YOUR GOAL>
Take the material and output all of it exactly.
## start SUPPLIED DATA
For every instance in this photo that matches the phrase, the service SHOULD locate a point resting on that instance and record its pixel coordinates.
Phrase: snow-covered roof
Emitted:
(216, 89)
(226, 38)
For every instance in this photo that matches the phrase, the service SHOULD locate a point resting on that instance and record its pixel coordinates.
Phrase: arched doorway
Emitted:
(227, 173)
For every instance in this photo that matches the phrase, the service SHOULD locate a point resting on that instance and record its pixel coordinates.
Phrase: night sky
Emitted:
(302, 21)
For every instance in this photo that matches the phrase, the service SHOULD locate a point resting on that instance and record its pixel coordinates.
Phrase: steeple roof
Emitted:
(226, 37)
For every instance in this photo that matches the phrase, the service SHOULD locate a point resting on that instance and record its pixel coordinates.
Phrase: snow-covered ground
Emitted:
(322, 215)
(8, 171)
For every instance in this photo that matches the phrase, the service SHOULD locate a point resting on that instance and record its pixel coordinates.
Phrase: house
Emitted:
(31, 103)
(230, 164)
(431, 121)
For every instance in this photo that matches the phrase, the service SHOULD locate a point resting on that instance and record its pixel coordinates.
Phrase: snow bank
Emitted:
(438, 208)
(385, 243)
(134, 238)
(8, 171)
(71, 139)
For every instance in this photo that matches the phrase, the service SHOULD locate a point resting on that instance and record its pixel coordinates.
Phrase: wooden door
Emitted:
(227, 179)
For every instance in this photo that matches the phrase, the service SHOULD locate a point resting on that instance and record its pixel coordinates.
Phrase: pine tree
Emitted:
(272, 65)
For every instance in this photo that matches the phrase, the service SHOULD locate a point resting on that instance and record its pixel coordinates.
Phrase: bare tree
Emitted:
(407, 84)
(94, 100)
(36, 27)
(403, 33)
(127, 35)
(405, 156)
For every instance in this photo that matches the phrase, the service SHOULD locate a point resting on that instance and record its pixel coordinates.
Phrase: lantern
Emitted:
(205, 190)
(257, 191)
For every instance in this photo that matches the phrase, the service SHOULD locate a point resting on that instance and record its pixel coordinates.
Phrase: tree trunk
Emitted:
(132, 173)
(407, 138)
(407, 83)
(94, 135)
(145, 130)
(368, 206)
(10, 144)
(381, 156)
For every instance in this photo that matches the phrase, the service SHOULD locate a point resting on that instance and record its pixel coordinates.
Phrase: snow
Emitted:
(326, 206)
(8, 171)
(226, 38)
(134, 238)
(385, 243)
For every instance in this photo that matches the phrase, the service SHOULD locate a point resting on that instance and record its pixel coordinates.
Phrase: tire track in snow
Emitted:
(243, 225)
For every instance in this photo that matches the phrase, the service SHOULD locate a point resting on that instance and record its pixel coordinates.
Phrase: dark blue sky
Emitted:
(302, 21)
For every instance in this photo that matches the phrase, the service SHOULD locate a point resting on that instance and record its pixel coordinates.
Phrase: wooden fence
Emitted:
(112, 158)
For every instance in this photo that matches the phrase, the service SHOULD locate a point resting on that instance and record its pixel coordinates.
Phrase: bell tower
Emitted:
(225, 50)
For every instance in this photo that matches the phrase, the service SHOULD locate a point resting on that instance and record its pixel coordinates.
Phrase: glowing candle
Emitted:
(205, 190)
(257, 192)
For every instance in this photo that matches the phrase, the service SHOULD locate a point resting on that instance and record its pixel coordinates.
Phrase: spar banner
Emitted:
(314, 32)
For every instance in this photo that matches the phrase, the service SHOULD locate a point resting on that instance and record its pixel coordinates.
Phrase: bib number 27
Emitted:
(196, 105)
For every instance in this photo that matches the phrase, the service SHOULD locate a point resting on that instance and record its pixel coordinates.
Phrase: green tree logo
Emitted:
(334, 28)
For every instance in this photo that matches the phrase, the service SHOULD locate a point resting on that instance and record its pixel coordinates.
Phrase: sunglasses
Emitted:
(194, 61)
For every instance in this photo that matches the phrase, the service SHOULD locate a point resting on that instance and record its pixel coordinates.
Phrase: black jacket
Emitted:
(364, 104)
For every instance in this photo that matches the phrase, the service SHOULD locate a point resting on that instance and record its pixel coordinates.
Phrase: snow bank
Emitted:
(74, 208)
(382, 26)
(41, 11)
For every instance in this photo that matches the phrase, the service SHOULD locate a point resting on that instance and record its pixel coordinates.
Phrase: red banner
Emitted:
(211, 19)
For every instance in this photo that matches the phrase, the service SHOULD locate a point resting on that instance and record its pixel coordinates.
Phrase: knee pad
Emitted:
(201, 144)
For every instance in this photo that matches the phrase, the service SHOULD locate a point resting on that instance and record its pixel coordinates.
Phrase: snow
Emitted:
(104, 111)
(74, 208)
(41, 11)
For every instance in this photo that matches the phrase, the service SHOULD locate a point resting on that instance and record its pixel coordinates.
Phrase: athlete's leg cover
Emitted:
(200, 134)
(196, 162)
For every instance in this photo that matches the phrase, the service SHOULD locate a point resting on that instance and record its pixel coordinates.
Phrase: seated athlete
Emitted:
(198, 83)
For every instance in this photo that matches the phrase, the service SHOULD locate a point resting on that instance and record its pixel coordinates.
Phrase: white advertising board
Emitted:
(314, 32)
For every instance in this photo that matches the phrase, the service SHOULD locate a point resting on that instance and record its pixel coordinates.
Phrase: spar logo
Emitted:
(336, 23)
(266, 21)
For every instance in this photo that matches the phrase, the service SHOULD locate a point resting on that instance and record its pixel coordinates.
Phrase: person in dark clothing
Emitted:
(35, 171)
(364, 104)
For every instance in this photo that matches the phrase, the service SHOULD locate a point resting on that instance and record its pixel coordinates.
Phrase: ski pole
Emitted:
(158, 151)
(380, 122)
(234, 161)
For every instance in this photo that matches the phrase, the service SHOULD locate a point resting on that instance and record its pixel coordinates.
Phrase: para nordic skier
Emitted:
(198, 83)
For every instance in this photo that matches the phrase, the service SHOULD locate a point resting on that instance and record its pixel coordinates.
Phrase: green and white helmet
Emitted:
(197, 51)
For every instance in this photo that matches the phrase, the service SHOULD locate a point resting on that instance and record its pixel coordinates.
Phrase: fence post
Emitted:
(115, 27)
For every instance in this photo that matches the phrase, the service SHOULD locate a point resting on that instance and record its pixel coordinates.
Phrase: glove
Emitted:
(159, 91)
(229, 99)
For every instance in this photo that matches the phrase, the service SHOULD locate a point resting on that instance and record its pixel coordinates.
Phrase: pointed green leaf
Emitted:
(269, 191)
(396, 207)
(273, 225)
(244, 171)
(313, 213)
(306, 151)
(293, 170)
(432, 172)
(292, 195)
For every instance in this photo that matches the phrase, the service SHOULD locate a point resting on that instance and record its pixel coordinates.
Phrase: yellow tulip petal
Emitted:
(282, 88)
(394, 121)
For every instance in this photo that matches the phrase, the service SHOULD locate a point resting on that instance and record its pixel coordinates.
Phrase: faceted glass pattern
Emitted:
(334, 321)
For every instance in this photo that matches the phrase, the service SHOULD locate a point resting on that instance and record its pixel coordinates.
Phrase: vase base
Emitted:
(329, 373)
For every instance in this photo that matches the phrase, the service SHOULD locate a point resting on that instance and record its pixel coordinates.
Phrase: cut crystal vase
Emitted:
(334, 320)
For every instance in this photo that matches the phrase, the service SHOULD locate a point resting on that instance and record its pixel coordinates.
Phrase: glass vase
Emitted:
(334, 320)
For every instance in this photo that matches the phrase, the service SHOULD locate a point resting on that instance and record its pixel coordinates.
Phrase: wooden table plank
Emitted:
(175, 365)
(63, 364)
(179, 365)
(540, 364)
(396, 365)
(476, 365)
## end SUPPLIED DATA
OUTPUT FOR THIS TASK>
For every instance in this photo that matches the phrase, the service SHOULD locate a point resting on that instance and record its pixel coordinates.
Phrase: snow-covered roof
Emitted:
(216, 89)
(226, 38)
For every instance in this photo that matches the phrase, the service SHOULD locate a point resting on that instance and record its pixel coordinates.
Phrase: arched doorway
Emitted:
(227, 173)
For every instance in this photo that matches the phrase, the service SHOULD locate a point resting on that instance and record its pixel coordinates.
Phrase: night sky
Emitted:
(302, 21)
For every instance in this photo that matches the phrase, the service SHOULD locate a point resting on that instance and record its pixel coordinates.
Phrase: steeple roof
Emitted:
(226, 37)
For every instance in this photo that matches the phrase, the service SHOULD locate a point resting on that instance and record its pixel coordinates.
Phrase: snow-covered ground
Emitted:
(322, 215)
(8, 171)
For every instance in this photo that matches the phrase, the service SHOULD locate a point resting on that instance and record its pixel coordinates.
Phrase: house
Emitted:
(31, 103)
(230, 164)
(431, 121)
For every instance in this photo that matches the phrase, the service SHOULD locate a point resting on that instance and record its pixel coordinates.
Phrase: snow bank
Emitted:
(438, 208)
(385, 243)
(134, 238)
(8, 171)
(71, 139)
For every instance in this photo that matches the phrase, the service SHOULD locate a point resting on that instance and record its pixel coordinates.
Phrase: wooden door
Emitted:
(227, 179)
For every instance in this photo that matches the phrase, the service SHOULD locate a point resting on that instance and record its pixel coordinates.
Phrase: pine tree
Emitted:
(272, 65)
For every instance in this photo that matches the phrase, the service SHOULD locate a point resting on that instance and record its pixel coordinates.
Phrase: bare tree
Emitted:
(407, 84)
(94, 100)
(36, 27)
(403, 33)
(127, 35)
(405, 156)
For every instance in this photo that matches the phrase, the service SHOULD locate a point resting on that instance and record its pixel coordinates.
Phrase: lantern
Emitted:
(205, 190)
(257, 191)
For every instance in this photo that matches the phrase, the service SHOULD locate a point resting on that instance and record its pixel coordinates.
Phrase: tree trunk
Emitted:
(132, 173)
(407, 138)
(407, 83)
(94, 135)
(145, 130)
(368, 206)
(10, 144)
(381, 156)
For every instance in this photo that matches the phrase, the service SHOULD locate a point resting on that instance and record its pixel coordinates.
Phrase: snow
Emitted:
(326, 206)
(8, 171)
(226, 38)
(134, 238)
(385, 243)
For every instance in this photo that matches the phrase, the service SHOULD locate a point resting on that instance and record its pixel coordinates.
Phrase: tire track in snow
Emitted:
(243, 225)
For every instance in this photo that matches the phrase, the service SHOULD locate a point resting on that instance and record its pixel coordinates.
Phrase: dark blue sky
Emitted:
(302, 21)
For every instance in this photo that matches the phrase, the service SHOULD locate a point resting on that instance and record its pixel coordinates.
Phrase: wooden fence
Emitted:
(112, 158)
For every instance in this photo that matches the phrase, the service SHOULD locate a point resting on that instance and record its pixel coordinates.
Phrase: bell tower
Emitted:
(225, 50)
For every instance in this photo that matches the phrase, the service SHOULD locate a point resting on that instance and record its pixel coordinates.
Phrase: glowing candle
Emitted:
(205, 190)
(257, 192)
For every instance in this photo that matches the phrase, the service SHOULD locate a point resting on that instance and record its pixel coordinates.
Phrase: spar banner
Emitted:
(314, 32)
For every instance in this photo that matches the phrase, the service SHOULD locate a point resting on that instance and record its pixel coordinates.
Phrase: bib number 27
Emitted:
(196, 105)
For every instance in this photo that matches the phrase, the service SHOULD locate a point resting on that instance and record its pixel coordinates.
Phrase: green tree logo
Emitted:
(334, 28)
For every instance in this photo that matches the phrase, the service SHOULD locate a point resting on that instance and record its pixel coordinates.
Phrase: sunglasses
Emitted:
(194, 61)
For every instance in this photo that matches the phrase, the service SHOULD locate a point resting on that instance and record its pixel coordinates.
Phrase: black jacket
Emitted:
(364, 104)
For every instance in this photo that matches the phrase, the service SHOULD locate a point resting on that instance and record its pixel coordinates.
Phrase: snow bank
Emitted:
(74, 208)
(382, 26)
(41, 11)
For every instance in this photo that matches the phrase, the service SHOULD locate a point resting on that instance and record its pixel coordinates.
Phrase: red banner
Emitted:
(211, 19)
For every instance in this photo that matches the phrase, the service SHOULD locate a point resting on that instance and record its pixel coordinates.
Phrase: knee pad
Emitted:
(201, 144)
For every instance in this photo that matches the phrase, the service SHOULD locate a point resting on that instance and record its pixel coordinates.
Phrase: snow
Emitted:
(104, 111)
(74, 208)
(41, 11)
For every instance in this photo that matches the phrase, the service SHOULD locate a point resting on that instance and record its pixel coordinates.
Phrase: athlete's leg cover
Emitted:
(200, 134)
(196, 162)
For every instance in this photo that matches the phrase, the service SHOULD locate a point resting on that instance and record its pixel coordinates.
Phrase: seated athlete
Emitted:
(198, 83)
For every instance in this photo that matches the phrase, the service SHOULD locate a point resting on that instance and record its pixel coordinates.
Phrase: white advertising board
Emitted:
(314, 32)
For every instance in this photo that matches the phrase, the service SHOULD locate a point resting on that instance and record its pixel coordinates.
Phrase: spar logo
Emitted:
(336, 23)
(266, 21)
For every instance in this photo that matches the phrase, the service SHOULD locate a point resting on that instance and record its pixel coordinates.
Phrase: person in dark clothing
Emitted:
(35, 171)
(364, 104)
For every instance in this photo that matches the phrase, the service SHOULD locate a point resting on that instance and record its pixel coordinates.
Phrase: ski pole
Emitted:
(158, 151)
(380, 122)
(234, 161)
For every instance in this photo that matches the phrase, the service SHOULD locate a point resting on that instance and record its pixel coordinates.
Phrase: para nordic skier
Emitted:
(198, 83)
For every instance in this photo that matches the phrase, the service SHOULD locate a point resting on that instance and record its pixel coordinates.
Phrase: green and white helmet
Emitted:
(197, 51)
For every instance in this photo that matches the phrase, the service SHOULD locate a point resting on that instance and record its pixel coordinates.
Phrase: fence post
Emitted:
(115, 27)
For every instance in this photo that matches the phrase, the service SHOULD locate a point resting on that instance and record its pixel coordinates.
Phrase: glove
Emitted:
(159, 91)
(229, 99)
For every instance in this photo that matches the phrase, the service SHOULD locate a point resting on that instance and record its pixel coordinates.
Phrase: pointed green leaf
Emitted:
(269, 191)
(396, 207)
(273, 225)
(244, 171)
(313, 213)
(306, 151)
(293, 170)
(432, 172)
(292, 195)
For every instance in this photo that matches the phrase, the service SHOULD locate a point resting on that instance and record its pixel coordinates.
Phrase: yellow tulip petal
Emitted:
(282, 88)
(394, 121)
For every instance in this photo that matches the phrase, the service SHOULD locate a point resting on that instance and record its pixel coordinates.
Phrase: faceted glass pattern
Emitted:
(334, 321)
For every instance in this photo that matches the phrase, the service SHOULD locate a point resting on that instance and record its pixel coordinates.
Phrase: vase base
Emitted:
(329, 373)
For every instance in this photo that matches the phrase, the service SHOULD locate a point resting on that instance and record its pixel coordinates.
Phrase: cut crystal vase
Emitted:
(334, 320)
For every instance in this photo that matches the phrase, the service SHOULD locate a point resting on that instance and record its pixel coordinates.
Phrase: glass vase
Emitted:
(334, 320)
For every instance in this photo that matches the phrase, the service SHOULD locate a point resting on that instance and record its pixel coordinates.
Phrase: wooden table plank
Emitted:
(175, 365)
(63, 364)
(179, 365)
(540, 364)
(396, 365)
(476, 365)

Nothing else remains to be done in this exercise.